- [TASK]: Reproduce the entries. Each one must match the original exactly.

── DATA TO PROCESS

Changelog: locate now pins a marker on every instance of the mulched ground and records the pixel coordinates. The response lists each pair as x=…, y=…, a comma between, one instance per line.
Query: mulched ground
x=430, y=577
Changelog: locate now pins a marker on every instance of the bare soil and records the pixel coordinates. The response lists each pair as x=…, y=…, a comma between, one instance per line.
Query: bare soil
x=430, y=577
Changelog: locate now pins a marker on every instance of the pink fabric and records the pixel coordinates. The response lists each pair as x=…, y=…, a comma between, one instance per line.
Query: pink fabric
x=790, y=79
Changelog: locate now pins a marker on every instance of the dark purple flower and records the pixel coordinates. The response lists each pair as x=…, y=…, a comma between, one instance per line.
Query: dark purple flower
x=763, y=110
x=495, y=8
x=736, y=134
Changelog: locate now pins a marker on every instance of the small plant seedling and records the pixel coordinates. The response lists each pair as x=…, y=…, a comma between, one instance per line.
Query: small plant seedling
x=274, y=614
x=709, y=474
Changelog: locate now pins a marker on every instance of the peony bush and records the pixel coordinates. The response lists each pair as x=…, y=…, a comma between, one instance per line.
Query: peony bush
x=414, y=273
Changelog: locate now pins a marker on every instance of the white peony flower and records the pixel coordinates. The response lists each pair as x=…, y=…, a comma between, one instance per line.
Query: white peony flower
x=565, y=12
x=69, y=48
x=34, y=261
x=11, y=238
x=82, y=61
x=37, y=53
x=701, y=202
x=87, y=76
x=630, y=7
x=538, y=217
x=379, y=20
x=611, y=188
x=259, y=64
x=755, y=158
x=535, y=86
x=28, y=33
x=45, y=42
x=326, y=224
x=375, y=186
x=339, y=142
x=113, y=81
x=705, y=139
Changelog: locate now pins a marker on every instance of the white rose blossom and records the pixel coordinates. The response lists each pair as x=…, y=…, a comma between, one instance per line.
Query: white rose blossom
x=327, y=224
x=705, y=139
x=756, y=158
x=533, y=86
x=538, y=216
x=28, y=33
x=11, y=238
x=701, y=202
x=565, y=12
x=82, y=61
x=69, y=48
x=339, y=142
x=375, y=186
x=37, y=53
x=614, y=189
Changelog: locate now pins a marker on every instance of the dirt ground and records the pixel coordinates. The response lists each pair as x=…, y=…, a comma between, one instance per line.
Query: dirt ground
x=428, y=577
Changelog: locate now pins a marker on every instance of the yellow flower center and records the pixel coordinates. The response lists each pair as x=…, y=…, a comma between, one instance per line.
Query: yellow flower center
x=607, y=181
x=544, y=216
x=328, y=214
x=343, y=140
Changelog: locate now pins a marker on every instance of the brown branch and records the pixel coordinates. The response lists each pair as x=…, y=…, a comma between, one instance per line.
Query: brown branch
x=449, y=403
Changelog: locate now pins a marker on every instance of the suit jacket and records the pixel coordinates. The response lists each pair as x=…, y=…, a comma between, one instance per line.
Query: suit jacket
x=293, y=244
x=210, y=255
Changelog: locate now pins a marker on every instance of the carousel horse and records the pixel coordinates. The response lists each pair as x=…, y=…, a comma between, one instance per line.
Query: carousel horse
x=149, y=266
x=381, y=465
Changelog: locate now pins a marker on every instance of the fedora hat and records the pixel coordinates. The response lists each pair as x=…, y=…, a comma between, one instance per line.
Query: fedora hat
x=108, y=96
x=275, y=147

────

- [WORKED SOLUTION]:
Changelog: locate now pins a marker on every instance of the mulched ground and records the pixel coordinates. The response lists each pair as x=…, y=…, a comma between, one instance per line.
Query: mulched ground
x=430, y=577
Changelog: locate now pins a marker on every instance of the bare soil and records the pixel coordinates. The response lists each pair as x=…, y=…, a comma between, one instance per line.
Query: bare soil
x=430, y=577
Changelog: locate now pins a marker on every instance of the pink fabric and records the pixel coordinates. The response lists each pair as x=…, y=…, a comma between, one instance per line.
Query: pink fabric
x=790, y=79
Changelog: locate now pins a marker on every instance of the dark purple flower and records the pixel coordinates. The response lists each pair as x=…, y=…, a comma between, one instance per line.
Query: dark purple flower
x=763, y=110
x=495, y=8
x=736, y=134
Changelog: locate now pins a marker on every instance of the small plant seedling and records the pixel coordinates. The response lists each pair as x=…, y=…, a comma between, one instance per line.
Query: small plant seedling
x=274, y=614
x=709, y=474
Changelog: locate now pins a marker on every instance of the peony bush and records the pixel coordinates. The response lists each pair as x=…, y=…, a comma between, one instance per line.
Query: peony bush
x=414, y=273
Changelog: locate now pins a marker on every instance of the white peony flower and records the pixel coordinates. The response lists each pair as x=…, y=…, a comma between, one instance per line.
Query: white peony flower
x=565, y=12
x=69, y=48
x=34, y=261
x=11, y=238
x=82, y=61
x=37, y=53
x=701, y=202
x=87, y=76
x=630, y=7
x=538, y=217
x=379, y=20
x=611, y=188
x=259, y=64
x=755, y=158
x=535, y=86
x=28, y=33
x=45, y=42
x=326, y=224
x=375, y=186
x=339, y=142
x=113, y=81
x=705, y=139
Changelog: locate now pins a marker on every instance of the white rose blossom and records the pixel coordinates. The response lists each pair as x=…, y=…, a comma between, one instance per line.
Query: white rose blossom
x=327, y=224
x=705, y=139
x=756, y=158
x=533, y=86
x=538, y=216
x=28, y=33
x=11, y=238
x=701, y=202
x=565, y=12
x=82, y=61
x=69, y=48
x=339, y=142
x=375, y=186
x=37, y=53
x=614, y=189
Changelog: locate now pins a marker on every instance of the dirt ground and records the pixel coordinates. The response lists each pair as x=…, y=…, a comma between, one instance per line.
Query: dirt ground
x=428, y=577
Changelog: locate now pins a marker on every instance of the yellow flower center and records the pixel coordinates. The response lists each pair as x=…, y=…, a comma between, one instance per line.
Query: yellow flower center
x=607, y=181
x=544, y=216
x=328, y=214
x=343, y=140
Changelog: locate now pins a marker on every instance of the brown branch and records the pixel coordinates. The response lists each pair as x=…, y=…, a comma between, one instance per line.
Query: brown branch
x=449, y=403
Changelog: locate now pins a marker on every instance of the suit jacket and records the pixel coordinates. The response lists each pair as x=…, y=…, a comma between, one instance per line.
Query: suit jacket
x=293, y=244
x=210, y=255
Changelog: locate now pins a marker on every instance of the carousel horse and records the pixel coordinates. The response lists each pair as x=…, y=…, a comma between, one instance per line.
Query: carousel horse
x=149, y=266
x=381, y=465
Changelog: locate now pins a marker on every instance of the fedora hat and records the pixel coordinates. The response lists each pair as x=…, y=…, a comma between, one instance per line.
Query: fedora hat
x=108, y=96
x=275, y=147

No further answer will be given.